(Exercise data)
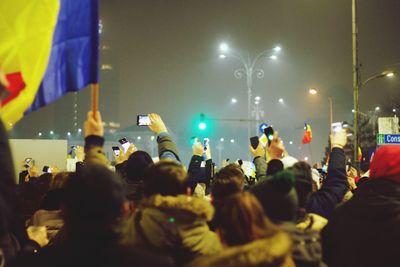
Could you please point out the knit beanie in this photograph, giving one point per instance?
(278, 197)
(386, 163)
(136, 165)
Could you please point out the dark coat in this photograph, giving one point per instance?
(175, 225)
(335, 186)
(80, 256)
(365, 231)
(269, 252)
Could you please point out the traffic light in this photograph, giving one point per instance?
(202, 124)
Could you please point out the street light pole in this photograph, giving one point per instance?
(355, 79)
(249, 70)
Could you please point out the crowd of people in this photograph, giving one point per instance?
(166, 214)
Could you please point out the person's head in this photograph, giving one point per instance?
(59, 180)
(240, 219)
(303, 181)
(92, 204)
(136, 166)
(278, 197)
(274, 166)
(167, 178)
(229, 180)
(386, 164)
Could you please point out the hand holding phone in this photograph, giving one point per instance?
(254, 141)
(116, 150)
(336, 127)
(206, 141)
(256, 149)
(124, 143)
(143, 120)
(46, 169)
(269, 133)
(338, 138)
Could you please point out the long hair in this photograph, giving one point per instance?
(241, 219)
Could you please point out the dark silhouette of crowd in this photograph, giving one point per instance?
(163, 213)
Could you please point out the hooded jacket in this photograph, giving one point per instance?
(274, 251)
(176, 225)
(365, 231)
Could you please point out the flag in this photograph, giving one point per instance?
(307, 137)
(63, 62)
(359, 154)
(73, 62)
(26, 28)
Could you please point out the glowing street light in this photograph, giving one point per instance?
(277, 48)
(248, 71)
(223, 47)
(390, 74)
(313, 91)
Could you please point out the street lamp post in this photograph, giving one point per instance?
(314, 91)
(248, 70)
(257, 112)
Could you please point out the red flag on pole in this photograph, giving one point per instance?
(307, 137)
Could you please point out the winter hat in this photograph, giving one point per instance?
(386, 163)
(136, 165)
(288, 161)
(274, 166)
(278, 197)
(316, 177)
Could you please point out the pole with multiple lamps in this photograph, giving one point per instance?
(248, 70)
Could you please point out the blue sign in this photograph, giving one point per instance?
(262, 127)
(388, 139)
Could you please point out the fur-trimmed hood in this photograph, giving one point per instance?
(176, 224)
(313, 221)
(181, 205)
(274, 251)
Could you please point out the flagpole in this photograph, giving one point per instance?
(95, 97)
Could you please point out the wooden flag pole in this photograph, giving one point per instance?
(95, 97)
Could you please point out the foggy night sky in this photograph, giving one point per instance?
(164, 55)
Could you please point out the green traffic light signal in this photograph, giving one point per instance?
(202, 124)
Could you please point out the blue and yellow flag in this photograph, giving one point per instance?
(47, 49)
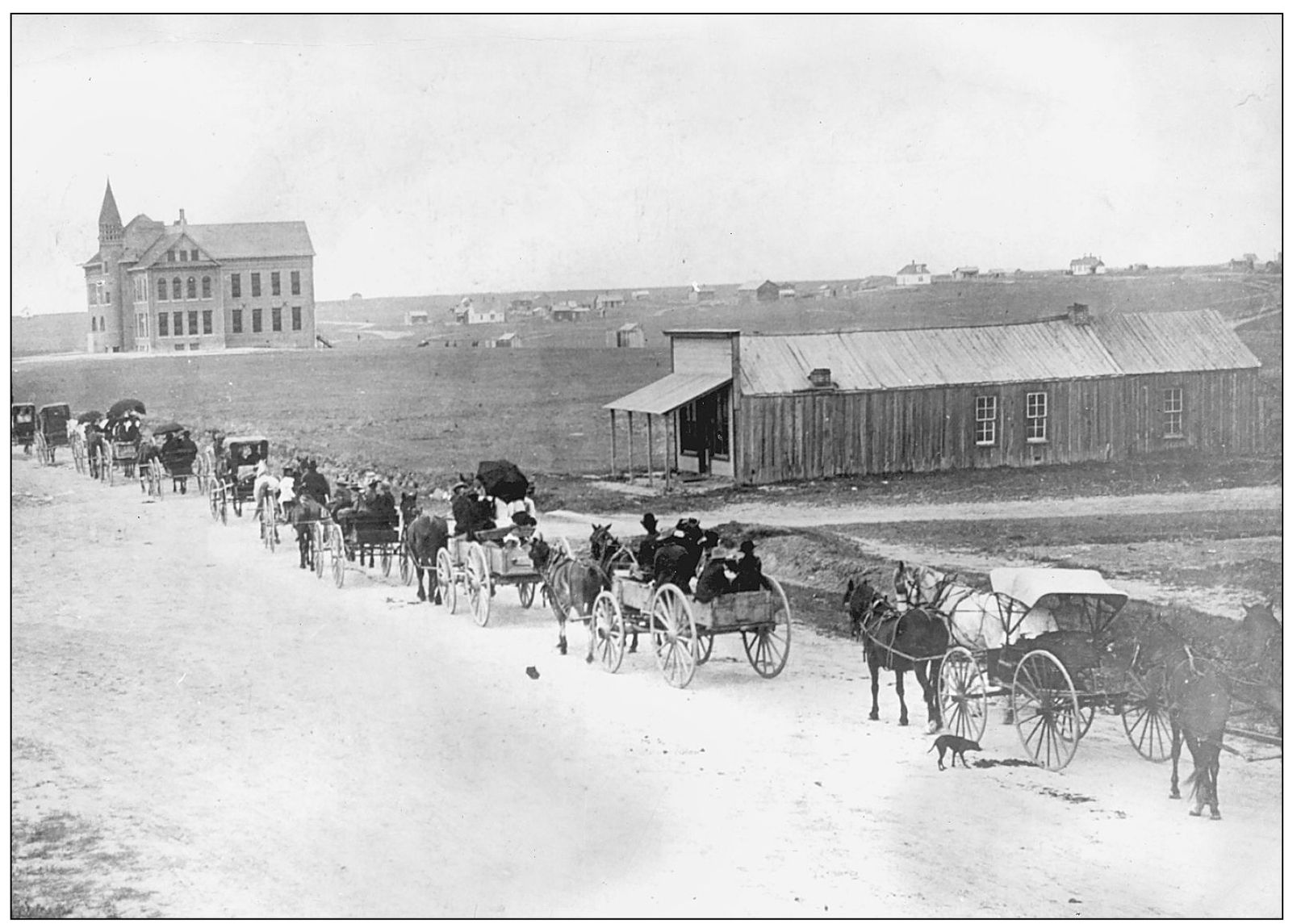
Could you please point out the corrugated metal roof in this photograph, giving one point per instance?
(669, 393)
(885, 359)
(1179, 341)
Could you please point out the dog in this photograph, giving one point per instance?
(956, 743)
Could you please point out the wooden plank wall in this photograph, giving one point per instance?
(826, 433)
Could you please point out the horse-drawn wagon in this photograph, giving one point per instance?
(480, 565)
(23, 426)
(684, 630)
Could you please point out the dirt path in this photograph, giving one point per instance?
(201, 729)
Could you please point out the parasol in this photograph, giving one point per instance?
(123, 406)
(504, 480)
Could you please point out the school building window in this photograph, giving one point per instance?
(1173, 413)
(986, 420)
(1037, 416)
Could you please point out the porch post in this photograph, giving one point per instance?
(613, 469)
(630, 446)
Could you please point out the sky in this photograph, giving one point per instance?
(499, 154)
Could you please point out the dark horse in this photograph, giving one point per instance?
(303, 514)
(570, 586)
(1197, 694)
(915, 639)
(425, 537)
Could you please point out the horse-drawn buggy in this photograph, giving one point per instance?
(23, 426)
(51, 431)
(236, 474)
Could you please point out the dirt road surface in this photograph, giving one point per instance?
(202, 729)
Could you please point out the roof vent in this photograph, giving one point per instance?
(821, 378)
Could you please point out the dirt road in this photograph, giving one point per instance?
(201, 729)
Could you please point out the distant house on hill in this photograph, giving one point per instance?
(914, 274)
(765, 291)
(701, 293)
(1088, 265)
(629, 336)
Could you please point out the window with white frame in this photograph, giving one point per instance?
(1173, 413)
(986, 420)
(1035, 416)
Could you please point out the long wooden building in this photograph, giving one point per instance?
(1073, 388)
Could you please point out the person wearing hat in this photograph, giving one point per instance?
(750, 571)
(717, 577)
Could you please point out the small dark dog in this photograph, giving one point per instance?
(956, 743)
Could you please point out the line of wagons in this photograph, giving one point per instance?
(682, 631)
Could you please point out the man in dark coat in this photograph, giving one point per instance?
(750, 571)
(717, 577)
(314, 484)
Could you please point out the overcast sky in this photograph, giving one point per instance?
(450, 154)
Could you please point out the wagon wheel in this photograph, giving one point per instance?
(444, 574)
(1046, 709)
(704, 646)
(1146, 717)
(606, 630)
(768, 647)
(963, 698)
(674, 635)
(337, 560)
(479, 583)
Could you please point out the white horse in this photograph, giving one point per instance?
(979, 620)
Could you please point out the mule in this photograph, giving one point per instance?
(915, 639)
(570, 586)
(423, 537)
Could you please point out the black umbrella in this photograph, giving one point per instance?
(504, 479)
(123, 406)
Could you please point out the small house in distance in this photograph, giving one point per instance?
(629, 336)
(1088, 265)
(1073, 388)
(764, 291)
(701, 293)
(914, 274)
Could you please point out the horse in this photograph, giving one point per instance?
(303, 513)
(897, 642)
(425, 535)
(570, 586)
(1199, 696)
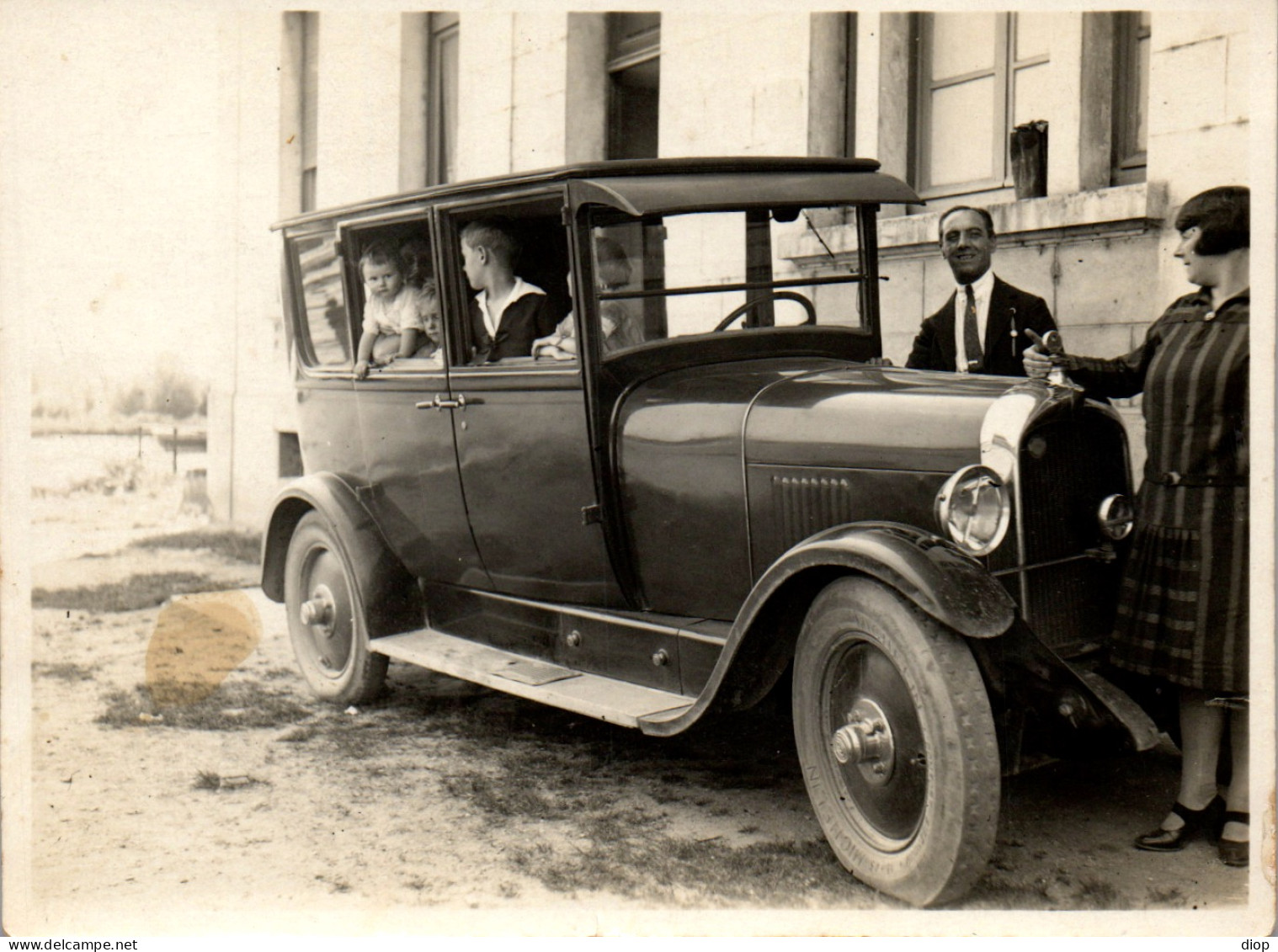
(End Exercise data)
### Task to complete
Type out the data above once more, exactly, with no images included.

### Written response
Could you please point out the knit beanie in this photograph, giving one point per instance?
(278, 197)
(386, 163)
(136, 165)
Could you please point out the dark coat in this photograph, giving one point per instance?
(175, 225)
(335, 186)
(80, 256)
(365, 231)
(269, 252)
Could you please point out the traffic light in this photograph, giving one point per instance?
(202, 124)
Could you please point out the street light pole in this photograph, giving one point per instance?
(355, 79)
(249, 70)
Could you please point out the crowd of people in this photograph, giving one point per instance?
(166, 214)
Could you please point out the person's head in this photograph, giving one point per instance?
(59, 180)
(240, 219)
(303, 181)
(92, 204)
(136, 166)
(278, 197)
(274, 166)
(167, 178)
(229, 180)
(386, 164)
Could you please point out the hand holding phone in this photograph, giving one point per instance?
(254, 141)
(116, 150)
(336, 127)
(206, 141)
(256, 149)
(124, 143)
(143, 120)
(46, 169)
(269, 133)
(338, 138)
Could you please point out the long hair in this photograph, giving one point per instance?
(241, 219)
Could you please point out the dark silhouette of crowd in this photograph, giving one point per instance?
(163, 213)
Could you please point out the hooded jacket in this photograph, giving one point per instance?
(274, 251)
(176, 225)
(365, 231)
Could you please point out the flag in this photograph, giving one point per instance?
(307, 137)
(63, 62)
(359, 154)
(73, 62)
(26, 28)
Could you please point out the glowing street light in this photograph, giving one point per instance?
(277, 48)
(248, 71)
(223, 47)
(390, 74)
(313, 91)
Could you please point out the street lamp post in this photograph, giving one point per instance?
(314, 91)
(248, 70)
(257, 112)
Could you please point out the red flag on pole in this photograph, giving one point per instance?
(307, 137)
Could you please point out the winter hat in this photograph, giving one point per instance?
(386, 163)
(136, 165)
(288, 161)
(274, 166)
(278, 197)
(316, 177)
Could you please point out the pole with multiple lamps in this photograph, giving one point per instance?
(248, 70)
Could you please point out the blue sign in this photograph, giving one point per instance?
(262, 127)
(388, 139)
Could you please point out the fur-trimmed hood in this photograph, giving one point per instance?
(176, 224)
(313, 221)
(181, 205)
(274, 251)
Could you please point out the flagpole in this photograph, giving one point per instance?
(95, 97)
Could you please point out the wooden flag pole in this photograph, giving one point per instance?
(95, 97)
Could you please point out the foggy night sky in this photograph, giving one point per instance?
(164, 55)
Could you please point out the green traffic light signal in this photograph, giving one point per instance?
(202, 124)
Could you please point out the blue and yellow flag in this photograph, giving one point per instance?
(47, 49)
Could you please point out the corrugated metal roof in this photograph, giving one point per instance?
(669, 393)
(885, 359)
(1179, 341)
Could you please point out the dog in this photograph, giving one point per instance?
(956, 743)
Could you please point out the wooden plank wall in this photograph, giving one point per instance?
(826, 433)
Could you please point out the horse-drawn wagon in this photograph, giving one point per instance?
(480, 565)
(23, 426)
(684, 630)
Could you please point out the dirt path in this photograph, giving one point per instance?
(201, 729)
Could you please point out the parasol in this photograph, giving one point per instance?
(123, 406)
(504, 480)
Could you please point out the school building window in this photograph, giving one point per instance?
(1173, 413)
(986, 420)
(1037, 416)
Could you please point out the porch post in this photograph, giving one point per instance?
(613, 469)
(630, 446)
Could you please point out the sky in this photograph, giving one point per instance?
(499, 154)
Could you please point out the dark horse in this photograph, giving one point per instance?
(303, 514)
(570, 586)
(1197, 694)
(915, 639)
(425, 537)
Could you please point out the horse-drawn buggy in this photograph, giving one point per instance?
(23, 426)
(51, 431)
(236, 474)
Could you please point out the dirt road surface in this photograph, giving one point per instance?
(202, 729)
Could you please point out the roof vent in this photograph, giving one point per instance?
(821, 378)
Could you please point out the dirt road in this photograph, giving one point per instance?
(201, 729)
Could you please point out the distant house on hill in this photograph, giving one point per instance?
(914, 274)
(765, 291)
(701, 293)
(1088, 265)
(629, 336)
Could you please point out the window with white frame in this photograph, giving one point per instance?
(1173, 413)
(986, 420)
(1035, 416)
Could you please point out the long wooden building in this photograph, giving one point per instance?
(1073, 388)
Could you please point out the person wearing hat in this photograph, giving one point per instance?
(750, 571)
(717, 577)
Could you please point out the small dark dog in this photograph, giving one point per instance?
(956, 743)
Could you please point out the line of wagons in this photograph, giving one point per instance?
(682, 631)
Could you please point out the man in dark coat in this photograph, giving one point per instance?
(750, 571)
(717, 577)
(314, 484)
Could you please point out the overcast sky in this photograph, giving one point per instance?
(450, 154)
Could you please point out the wagon wheel in this photograph, giving one point per instance?
(444, 574)
(1046, 709)
(704, 646)
(1146, 717)
(606, 630)
(768, 647)
(963, 698)
(674, 635)
(337, 560)
(479, 583)
Could you please point out the white horse in this photograph, giving one point per instance?
(979, 620)
Could you please point out the mule in this photograph, giving one point per instance?
(915, 639)
(570, 586)
(423, 537)
Could you please point out the black umbrella in this photograph, giving one point per instance?
(504, 479)
(123, 406)
Could you please point out the small house in distance in this photograph, giving one point per instance?
(629, 336)
(1088, 265)
(1073, 388)
(764, 291)
(701, 293)
(914, 274)
Could you please point out the horse in this photograph, giving one point per instance?
(303, 513)
(897, 642)
(425, 535)
(570, 586)
(1199, 696)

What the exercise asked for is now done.